Supplied passage —
---+---
- Also known as: Devrishi
- Born: Rishikesh Pandey 16 May 1992 (age 34) Panna, Madhya Pradesh, India
- Genres: pop rap; rock; classical; Hip hop; R&B;
- Occupations: Music director, rapper, filmmaker, screenwriter, social worker
- Instruments: Vocals; piano; keyboards;
- Years active: 2016–present
- Labels: T-Series; Tips; Kingslord;
- Website: devrishi.org

= Rishiking =

Indian music composer and filmmaker (born 1992)

Rishikesh Pandey (born 16 May 1992) better known by his stage name Rishiking and later as Devrishi, is an Indian music composer, rapper, filmmaker and screenwriter. Rishiking is the founder of the motion picture production company Mahagatha and Director of Folk Culture India Association. He is the creative director of International Film Festival of Madhya Pradesh IFFMP. His films and songs have a mixture of awareness and solutions for the society that brought him recognition and praise from the Government of India. He changed the way of rapping in India and gave new direction to the society through rap. He along with P Narahari IAS launched the musical program Swachhta Ke Sur in 2020 under Swachh Bharat Mission to make people aware through music, which included Bollywood singer Shaan, Shankar Mahadevan, Javed Ali, Payal Dev and Dev Negi.

Rishiking, as he is known to friends and colleagues claims to be a self-made professional and has learned the craft on his own.
---+---
Material supplied —

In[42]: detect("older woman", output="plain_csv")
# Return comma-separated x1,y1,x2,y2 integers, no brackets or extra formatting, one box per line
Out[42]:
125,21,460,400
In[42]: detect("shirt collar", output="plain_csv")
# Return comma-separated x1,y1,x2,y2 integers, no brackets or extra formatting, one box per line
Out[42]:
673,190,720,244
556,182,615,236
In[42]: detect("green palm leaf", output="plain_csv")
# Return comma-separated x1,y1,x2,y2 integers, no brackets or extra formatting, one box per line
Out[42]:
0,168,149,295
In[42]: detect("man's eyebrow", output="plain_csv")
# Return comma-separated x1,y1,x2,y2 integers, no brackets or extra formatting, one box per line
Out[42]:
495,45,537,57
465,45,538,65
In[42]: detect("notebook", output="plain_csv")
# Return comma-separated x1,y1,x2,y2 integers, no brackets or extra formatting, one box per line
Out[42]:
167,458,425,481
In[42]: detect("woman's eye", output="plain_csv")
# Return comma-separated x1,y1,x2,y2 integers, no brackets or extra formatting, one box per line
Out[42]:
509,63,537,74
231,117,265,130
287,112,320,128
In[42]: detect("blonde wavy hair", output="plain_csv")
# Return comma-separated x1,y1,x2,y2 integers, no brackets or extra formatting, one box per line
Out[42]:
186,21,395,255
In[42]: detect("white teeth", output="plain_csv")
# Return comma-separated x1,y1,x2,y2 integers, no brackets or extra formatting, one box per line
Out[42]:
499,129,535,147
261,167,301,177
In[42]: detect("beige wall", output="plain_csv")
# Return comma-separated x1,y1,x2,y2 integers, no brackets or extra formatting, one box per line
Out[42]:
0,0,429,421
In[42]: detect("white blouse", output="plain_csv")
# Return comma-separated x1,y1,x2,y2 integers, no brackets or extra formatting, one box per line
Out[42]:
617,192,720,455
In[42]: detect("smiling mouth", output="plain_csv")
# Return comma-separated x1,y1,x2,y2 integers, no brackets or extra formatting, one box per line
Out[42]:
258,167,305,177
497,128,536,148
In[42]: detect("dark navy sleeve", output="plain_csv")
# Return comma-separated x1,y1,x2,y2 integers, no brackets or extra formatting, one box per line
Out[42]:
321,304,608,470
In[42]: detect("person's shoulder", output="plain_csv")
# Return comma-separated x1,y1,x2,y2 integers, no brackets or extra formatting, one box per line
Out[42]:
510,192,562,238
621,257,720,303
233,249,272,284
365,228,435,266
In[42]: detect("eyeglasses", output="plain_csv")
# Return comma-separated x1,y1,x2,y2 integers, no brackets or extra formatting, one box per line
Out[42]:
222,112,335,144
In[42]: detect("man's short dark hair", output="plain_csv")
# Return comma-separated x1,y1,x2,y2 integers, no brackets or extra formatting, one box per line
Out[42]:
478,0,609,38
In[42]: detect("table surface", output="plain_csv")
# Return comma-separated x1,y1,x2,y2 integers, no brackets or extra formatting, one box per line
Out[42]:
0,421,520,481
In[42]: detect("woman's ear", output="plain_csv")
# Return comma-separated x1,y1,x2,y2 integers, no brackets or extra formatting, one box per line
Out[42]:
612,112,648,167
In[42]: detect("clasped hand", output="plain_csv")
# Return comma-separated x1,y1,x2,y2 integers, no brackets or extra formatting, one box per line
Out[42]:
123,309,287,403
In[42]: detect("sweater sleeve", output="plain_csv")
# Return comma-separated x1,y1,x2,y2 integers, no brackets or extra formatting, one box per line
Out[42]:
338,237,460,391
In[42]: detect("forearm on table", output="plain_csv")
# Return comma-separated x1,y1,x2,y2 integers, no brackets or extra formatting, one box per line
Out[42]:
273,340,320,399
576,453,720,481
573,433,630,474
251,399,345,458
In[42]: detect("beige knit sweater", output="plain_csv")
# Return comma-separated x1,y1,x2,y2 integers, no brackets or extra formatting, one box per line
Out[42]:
---+---
Task prompt —
Reproduce the passage of the Rishiking biography from "Indian music composer and" to "and Dev Negi." word for word.

Answer to the task —
Indian music composer and filmmaker (born 1992)

Rishikesh Pandey (born 16 May 1992) better known by his stage name Rishiking and later as Devrishi, is an Indian music composer, rapper, filmmaker and screenwriter. Rishiking is the founder of the motion picture production company Mahagatha and Director of Folk Culture India Association. He is the creative director of International Film Festival of Madhya Pradesh IFFMP. His films and songs have a mixture of awareness and solutions for the society that brought him recognition and praise from the Government of India. He changed the way of rapping in India and gave new direction to the society through rap. He along with P Narahari IAS launched the musical program Swachhta Ke Sur in 2020 under Swachh Bharat Mission to make people aware through music, which included Bollywood singer Shaan, Shankar Mahadevan, Javed Ali, Payal Dev and Dev Negi.